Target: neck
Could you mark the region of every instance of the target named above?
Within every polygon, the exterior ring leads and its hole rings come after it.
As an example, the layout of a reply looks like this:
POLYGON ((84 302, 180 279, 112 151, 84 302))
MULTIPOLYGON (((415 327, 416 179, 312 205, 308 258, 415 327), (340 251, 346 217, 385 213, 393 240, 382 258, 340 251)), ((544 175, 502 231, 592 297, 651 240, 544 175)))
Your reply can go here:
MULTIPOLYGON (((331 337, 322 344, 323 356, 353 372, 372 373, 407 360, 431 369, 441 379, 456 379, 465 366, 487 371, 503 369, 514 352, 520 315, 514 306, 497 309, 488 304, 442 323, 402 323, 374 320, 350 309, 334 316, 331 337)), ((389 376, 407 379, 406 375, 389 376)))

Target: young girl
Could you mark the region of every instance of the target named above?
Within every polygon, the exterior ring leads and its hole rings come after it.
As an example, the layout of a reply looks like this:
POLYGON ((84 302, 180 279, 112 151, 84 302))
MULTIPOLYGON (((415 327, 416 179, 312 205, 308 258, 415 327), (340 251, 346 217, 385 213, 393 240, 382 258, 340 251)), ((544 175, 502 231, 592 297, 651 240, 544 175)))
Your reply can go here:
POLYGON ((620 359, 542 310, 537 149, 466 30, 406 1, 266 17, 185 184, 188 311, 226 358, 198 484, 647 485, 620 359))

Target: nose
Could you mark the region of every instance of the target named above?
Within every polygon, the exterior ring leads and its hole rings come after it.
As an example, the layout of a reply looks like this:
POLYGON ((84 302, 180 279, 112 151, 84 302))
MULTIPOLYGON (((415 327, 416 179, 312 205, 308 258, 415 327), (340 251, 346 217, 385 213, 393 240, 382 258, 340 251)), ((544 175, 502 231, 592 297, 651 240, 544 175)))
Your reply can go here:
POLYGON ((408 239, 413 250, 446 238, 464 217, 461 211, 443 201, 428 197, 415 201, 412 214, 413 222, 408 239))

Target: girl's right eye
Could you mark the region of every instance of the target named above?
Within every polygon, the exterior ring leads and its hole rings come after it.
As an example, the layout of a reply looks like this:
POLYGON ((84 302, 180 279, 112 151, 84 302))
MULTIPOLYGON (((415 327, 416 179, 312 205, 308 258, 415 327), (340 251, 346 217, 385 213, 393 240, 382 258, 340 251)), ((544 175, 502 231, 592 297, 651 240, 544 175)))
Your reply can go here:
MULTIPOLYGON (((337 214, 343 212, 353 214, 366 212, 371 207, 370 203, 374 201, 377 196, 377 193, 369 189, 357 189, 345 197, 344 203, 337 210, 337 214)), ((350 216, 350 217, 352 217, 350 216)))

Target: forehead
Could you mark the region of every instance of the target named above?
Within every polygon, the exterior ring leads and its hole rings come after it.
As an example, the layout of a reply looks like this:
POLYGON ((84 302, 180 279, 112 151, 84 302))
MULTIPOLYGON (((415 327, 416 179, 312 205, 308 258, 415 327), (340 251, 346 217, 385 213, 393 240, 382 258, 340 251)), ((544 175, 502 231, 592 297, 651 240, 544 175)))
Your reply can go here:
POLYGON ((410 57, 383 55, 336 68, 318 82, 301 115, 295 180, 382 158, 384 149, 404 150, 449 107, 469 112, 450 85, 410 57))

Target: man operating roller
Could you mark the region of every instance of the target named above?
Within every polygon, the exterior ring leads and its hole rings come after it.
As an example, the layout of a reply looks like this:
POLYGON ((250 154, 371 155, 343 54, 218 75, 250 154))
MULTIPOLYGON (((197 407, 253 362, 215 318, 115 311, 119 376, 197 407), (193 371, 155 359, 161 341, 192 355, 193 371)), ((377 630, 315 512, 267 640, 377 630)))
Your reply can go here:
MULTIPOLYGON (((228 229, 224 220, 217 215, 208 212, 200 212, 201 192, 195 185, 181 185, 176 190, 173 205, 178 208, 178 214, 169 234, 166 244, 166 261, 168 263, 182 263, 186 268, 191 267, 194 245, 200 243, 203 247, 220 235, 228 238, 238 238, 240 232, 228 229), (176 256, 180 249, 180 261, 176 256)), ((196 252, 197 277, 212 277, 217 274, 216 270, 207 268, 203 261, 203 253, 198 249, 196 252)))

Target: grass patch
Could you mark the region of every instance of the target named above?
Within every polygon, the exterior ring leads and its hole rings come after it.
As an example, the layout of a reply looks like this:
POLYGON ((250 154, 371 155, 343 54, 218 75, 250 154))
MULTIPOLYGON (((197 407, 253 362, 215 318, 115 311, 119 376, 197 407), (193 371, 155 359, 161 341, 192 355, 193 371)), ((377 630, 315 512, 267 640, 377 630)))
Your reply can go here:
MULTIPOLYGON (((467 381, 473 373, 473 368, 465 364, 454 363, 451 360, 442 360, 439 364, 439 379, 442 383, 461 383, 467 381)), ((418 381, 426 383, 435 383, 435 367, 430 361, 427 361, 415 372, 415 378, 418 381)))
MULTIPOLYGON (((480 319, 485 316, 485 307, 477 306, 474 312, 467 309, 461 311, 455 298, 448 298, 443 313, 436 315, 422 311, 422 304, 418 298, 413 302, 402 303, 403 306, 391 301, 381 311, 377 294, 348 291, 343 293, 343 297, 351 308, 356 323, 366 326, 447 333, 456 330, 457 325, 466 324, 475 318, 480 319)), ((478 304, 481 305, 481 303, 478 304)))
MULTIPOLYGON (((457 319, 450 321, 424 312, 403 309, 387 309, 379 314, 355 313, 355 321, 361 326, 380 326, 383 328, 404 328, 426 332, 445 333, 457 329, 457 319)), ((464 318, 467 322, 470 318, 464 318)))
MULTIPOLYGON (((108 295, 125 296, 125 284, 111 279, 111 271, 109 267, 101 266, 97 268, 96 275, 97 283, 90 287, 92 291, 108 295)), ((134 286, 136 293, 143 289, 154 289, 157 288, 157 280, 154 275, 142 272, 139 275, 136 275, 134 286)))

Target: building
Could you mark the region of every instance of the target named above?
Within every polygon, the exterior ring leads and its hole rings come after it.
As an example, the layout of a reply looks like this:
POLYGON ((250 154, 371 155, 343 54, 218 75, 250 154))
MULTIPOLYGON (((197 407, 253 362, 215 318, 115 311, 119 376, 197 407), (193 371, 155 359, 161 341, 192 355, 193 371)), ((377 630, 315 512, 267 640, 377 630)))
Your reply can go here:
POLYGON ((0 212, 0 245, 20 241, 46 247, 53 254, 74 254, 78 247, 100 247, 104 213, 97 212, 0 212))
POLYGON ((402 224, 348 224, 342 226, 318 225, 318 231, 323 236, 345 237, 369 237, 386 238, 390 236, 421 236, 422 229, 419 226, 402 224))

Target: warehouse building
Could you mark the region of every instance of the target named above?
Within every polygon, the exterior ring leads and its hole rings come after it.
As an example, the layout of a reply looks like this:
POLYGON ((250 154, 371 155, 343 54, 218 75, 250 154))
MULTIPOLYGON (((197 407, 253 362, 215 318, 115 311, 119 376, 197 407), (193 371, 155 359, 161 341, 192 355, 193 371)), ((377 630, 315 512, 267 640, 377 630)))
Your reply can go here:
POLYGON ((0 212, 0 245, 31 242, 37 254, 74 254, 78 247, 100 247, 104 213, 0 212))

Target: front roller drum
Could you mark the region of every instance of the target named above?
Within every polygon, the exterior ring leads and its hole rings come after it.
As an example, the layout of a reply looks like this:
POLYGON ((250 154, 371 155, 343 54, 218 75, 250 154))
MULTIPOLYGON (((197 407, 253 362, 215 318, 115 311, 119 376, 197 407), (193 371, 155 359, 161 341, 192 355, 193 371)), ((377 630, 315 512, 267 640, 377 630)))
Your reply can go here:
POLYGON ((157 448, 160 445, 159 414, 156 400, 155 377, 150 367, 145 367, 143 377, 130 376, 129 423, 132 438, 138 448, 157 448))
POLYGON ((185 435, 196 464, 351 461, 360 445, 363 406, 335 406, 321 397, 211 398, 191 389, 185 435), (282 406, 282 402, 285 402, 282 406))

-----

▶ [What to produce] Copy the lines from the line with "Target: building" to the line with "POLYGON ((402 224, 348", both included, character for character.

▶ [Exercise result]
Target: building
Could you mark the region of every instance of the target named above?
Within every polygon, the exterior ring leads and its hole rings come after it.
As an example, the layout of a reply looks like this:
POLYGON ((250 154, 371 155, 343 54, 218 75, 250 154))
MULTIPOLYGON (((197 407, 253 362, 215 318, 115 311, 119 376, 197 407), (193 371, 155 359, 161 341, 192 355, 193 371)), ((377 630, 315 512, 267 640, 377 630)))
Your reply can go here:
POLYGON ((0 212, 0 245, 20 241, 46 247, 53 254, 74 254, 78 247, 100 247, 104 213, 97 212, 0 212))
POLYGON ((402 224, 348 224, 342 226, 318 225, 318 231, 323 236, 345 237, 369 237, 386 238, 390 236, 421 236, 422 229, 419 226, 402 224))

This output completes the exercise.